TASK ITEM A:
Summarize the blog excerpt in three sentences.
TASK ITEM B:
According to the blog excerpt, why are many twenty-something graduates working retail? Answer in one or two sentences.
TASK ITEM C:
List every quality of travel that the blog excerpt says consumers presumably expect from transit.

3) The state should set up somewhat arbitrary standards and force every mass transit agency to use them, so that comparing different agencies will be easy. Ideally, every agency in the country would use the same standard.
What else should the state do to make sure that transit agencies work better?
I should mention that Representative McKeon's main point was that transit agencies should be planned according to a consumer-driven process. He wants to start the process by determining what the consumer expects (reliable, on-time, cheap and fast travel, presumably), and then work backwards from there in order to figure out what the agency needs to do to make that happen and what reporting processes need to be created to make sure the agency is executing the plan that leads to consumer expectations.
Thursday, March 30, 2006
The House of Representatives is taking a more active role in shaping the state budget than, apparently, the legislature has done in the past. Usually the Administration submits a budget (they've got an Office of Management and Budget -- the General Assembly does not) and the legislature negotiates around those basic parameters. There are add-ons in the budget to satisfy the demands of legislators and there are agreements reached on what social service agencies will receive state funds devoted to human services. But the big picture stuff generally comes from the Governor's office.
This year that seems to be changing, and that's a very healthy institutional move. The legislature ought to have an equal say in shaping the budget. I've found an odd, persistent deference to the Executive branch on setting the budget in Springfield, and I'm glad to see that the legislature is asserting its role.
I also picked up this insight on Meeks, Blagojevich and Topinka.
On the main economic issue of the next four years: whether to raise the state's 3% flat rate income tax (the lowest of the 41 states with an income tax), Blagojevich is the most conservative with his no-new-tax pledge, Topinka is in the middle with her studied amiguity and Meeks is the most progressive with his promise to raise the state income tax to 5%.
On social issues (abortion rights, stem cell research and gay rights), Blagojevich is the most progressive with his best-in-the-nation record on the morning after pill, abortion rights and the like, Topinka's in the middle with her moderate branding and more conservative voting record and Meeks is on the far right with his evangelical position that essentially mirrors Oberweis'.
(Meeks reminds me that those Christians who take the teachings of Jesus seriously are economically liberal -- chasing the money-changers out of the Temple and all that).
Saturday, March 25, 2006
Here's the end of the article:
The article also mentions that more than 30% of the country has a college degree now (up from 10% 50 years ago), but less than 30% of all the jobs require a college degree. That's why a lot of twenty-something graduates are working retail. There aren't that many jobs that require a degree. And with a lot of student debt, that's not good at all.

DATA FOR REVIEW:
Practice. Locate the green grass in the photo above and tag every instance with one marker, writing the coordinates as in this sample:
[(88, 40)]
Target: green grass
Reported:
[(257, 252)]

RESPONSE A:
The blog excerpt argues that the state should force every mass transit agency to use the same standards so agencies can be compared easily, and it notes Representative McKeon's view that transit should be planned by working backward from what consumers expect. It welcomes the House of Representatives taking a more active role in shaping the state budget, which has usually come from the Governor's office, and it compares Blagojevich, Topinka and Meeks on the income tax and on social issues. It also reports that more than 30% of the country now has a college degree while less than 30% of jobs require one.

RESPONSE B:
More than 30% of the country now has a college degree, but less than 30% of jobs require one. That leaves too few jobs that call for a degree.

RESPONSE C:
- Reliable
- On-time
- Cheap
- Fast